■ **Task details**: Return exactly the lines of the records below, starting at the line that contains "Query: clear glass tumbler" and ending at the line that contains "Query: glass cup", with both of those lines kept.

■ **Given records**:
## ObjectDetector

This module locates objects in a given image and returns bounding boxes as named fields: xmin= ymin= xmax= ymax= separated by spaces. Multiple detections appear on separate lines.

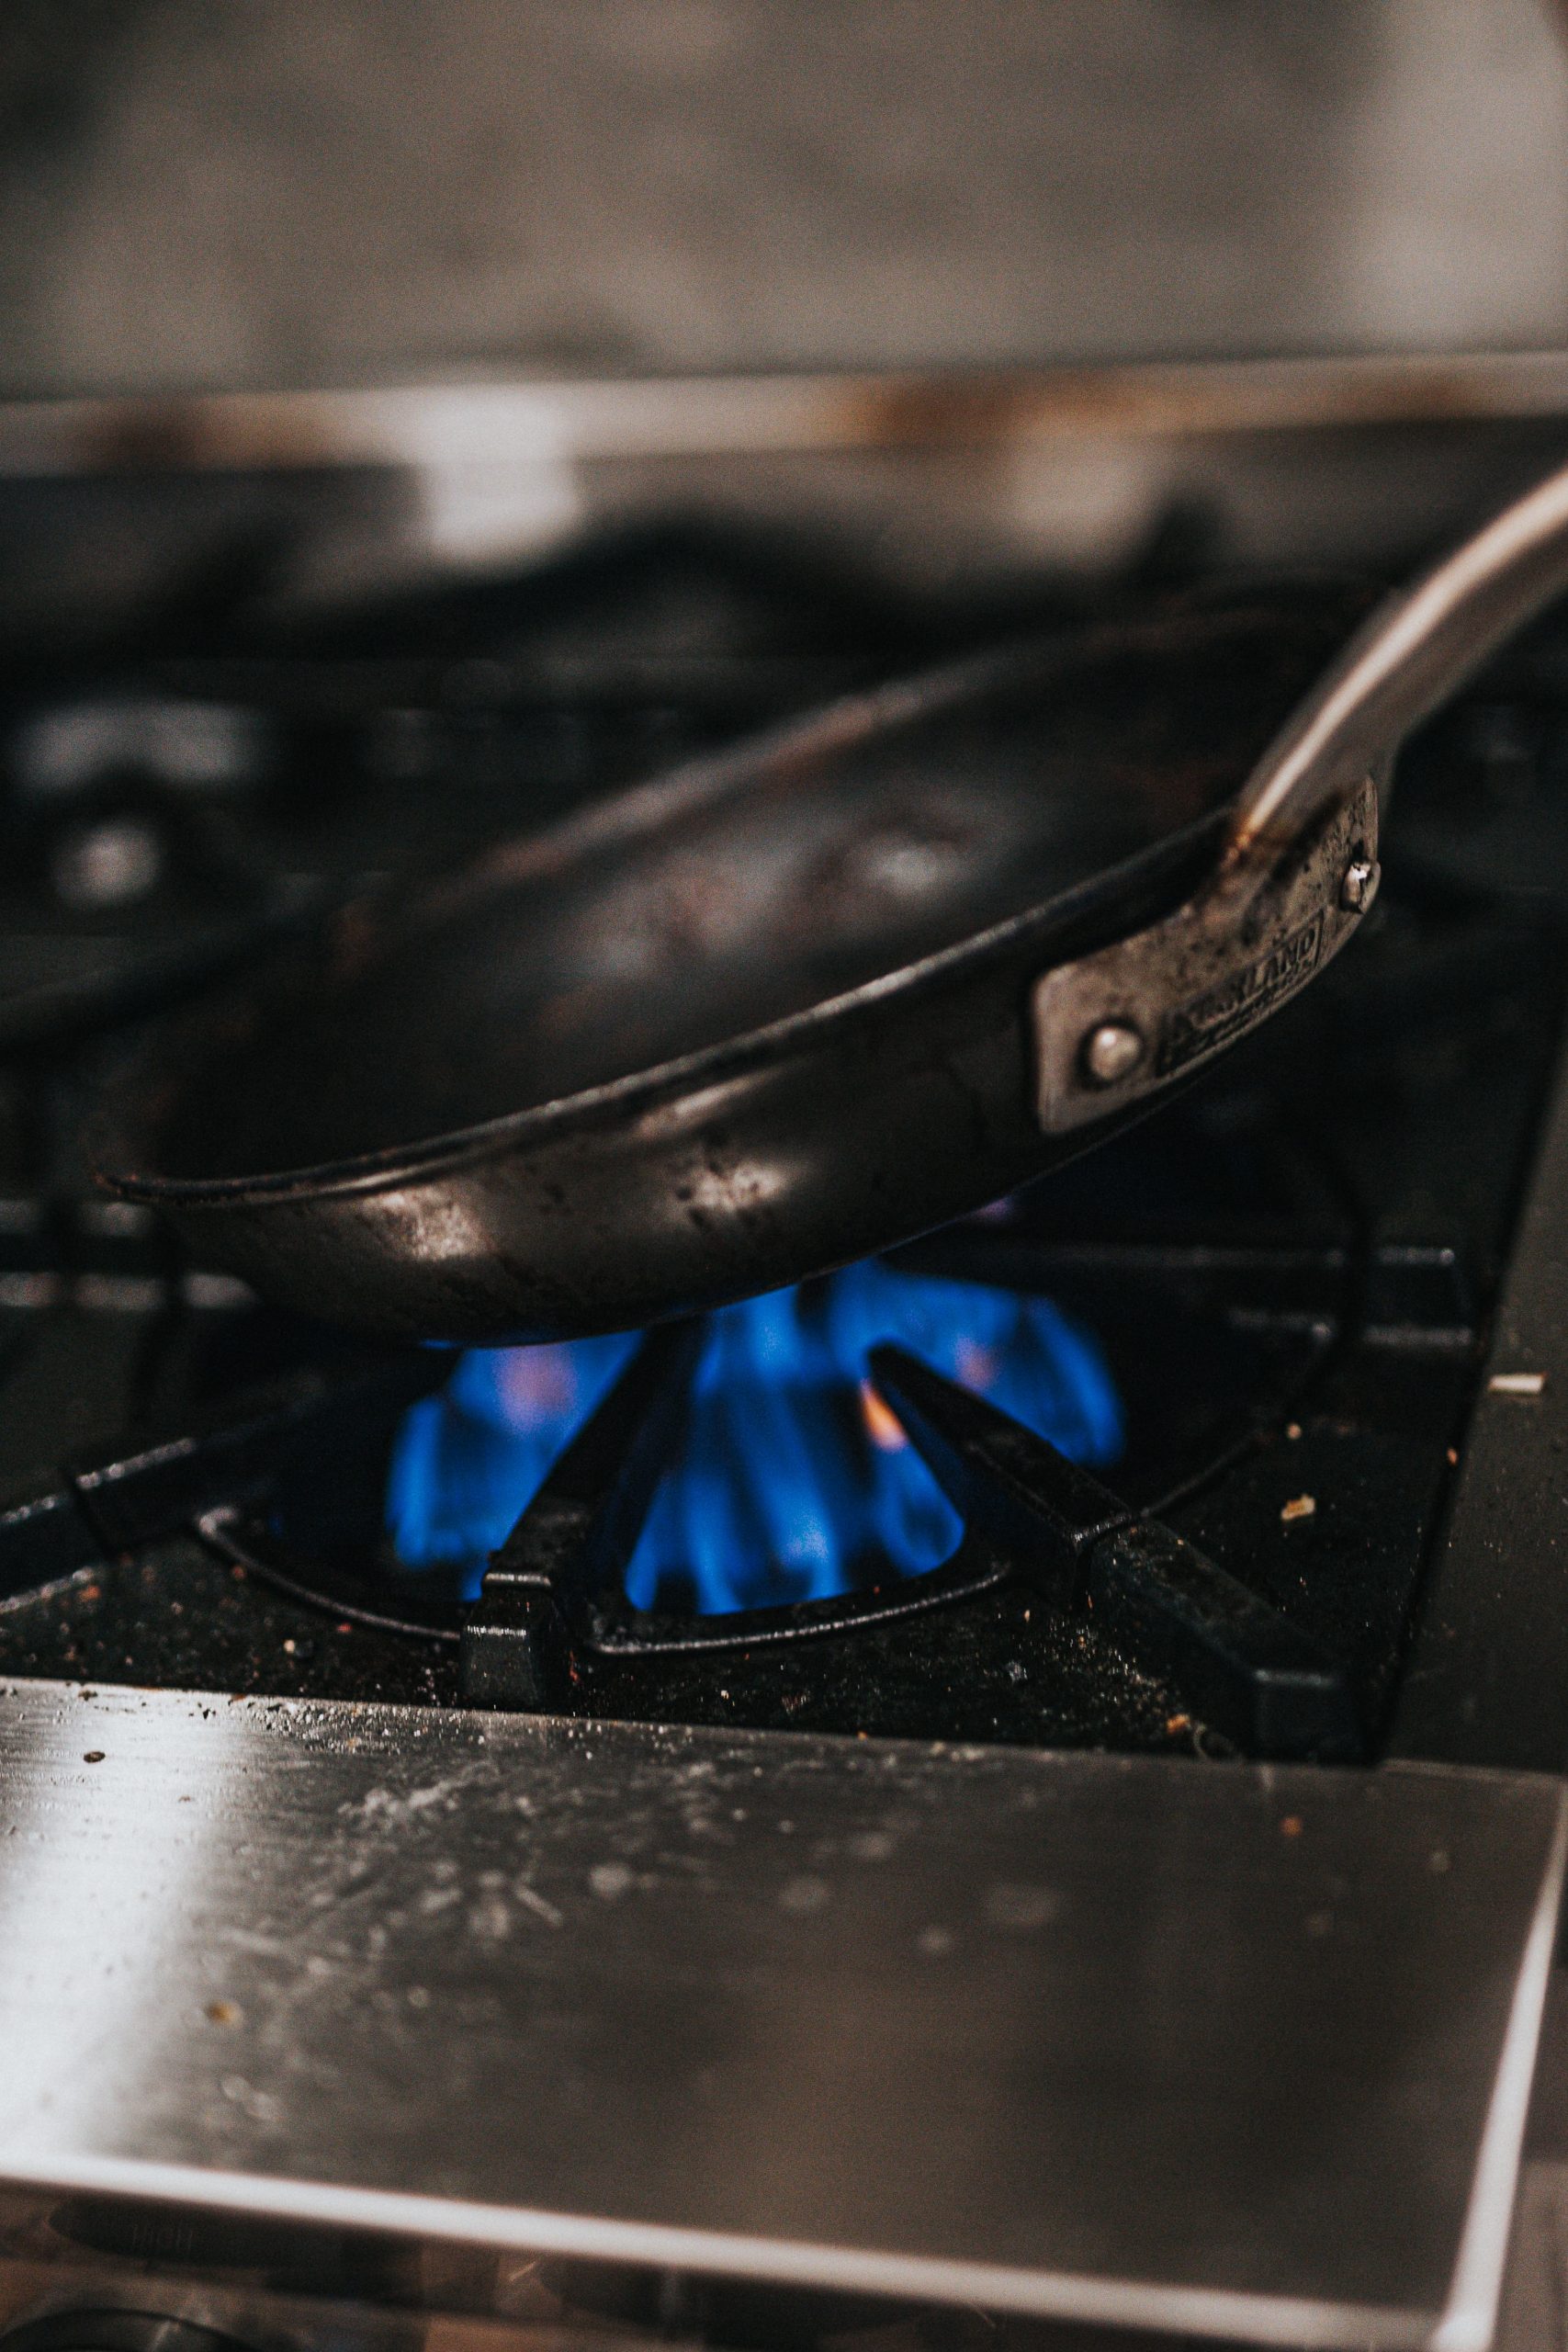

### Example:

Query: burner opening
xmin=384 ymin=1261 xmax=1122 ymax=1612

---

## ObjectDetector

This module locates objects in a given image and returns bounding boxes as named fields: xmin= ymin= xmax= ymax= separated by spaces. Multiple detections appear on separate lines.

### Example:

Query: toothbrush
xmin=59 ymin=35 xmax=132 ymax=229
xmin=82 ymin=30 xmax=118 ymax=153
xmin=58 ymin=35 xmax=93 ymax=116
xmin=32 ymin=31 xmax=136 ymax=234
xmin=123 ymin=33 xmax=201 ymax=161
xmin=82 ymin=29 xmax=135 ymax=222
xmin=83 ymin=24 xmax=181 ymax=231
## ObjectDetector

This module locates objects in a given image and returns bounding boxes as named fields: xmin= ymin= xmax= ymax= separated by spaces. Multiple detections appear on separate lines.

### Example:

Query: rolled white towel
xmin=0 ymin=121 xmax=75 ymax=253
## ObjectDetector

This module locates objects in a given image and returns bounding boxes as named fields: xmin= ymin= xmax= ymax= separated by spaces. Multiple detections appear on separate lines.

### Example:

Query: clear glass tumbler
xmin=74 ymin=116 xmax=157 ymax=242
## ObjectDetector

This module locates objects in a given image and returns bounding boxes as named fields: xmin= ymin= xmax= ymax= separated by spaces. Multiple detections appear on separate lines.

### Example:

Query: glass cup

■ **Answer to this task**:
Query: clear glass tumbler
xmin=74 ymin=116 xmax=157 ymax=242
## ObjectDetector

This module locates objects in a given image and returns bounding boxes as named fields: xmin= ymin= xmax= ymax= separated by spaces. Multiple detections appear on separate lines.

### Example:

Query: glass cup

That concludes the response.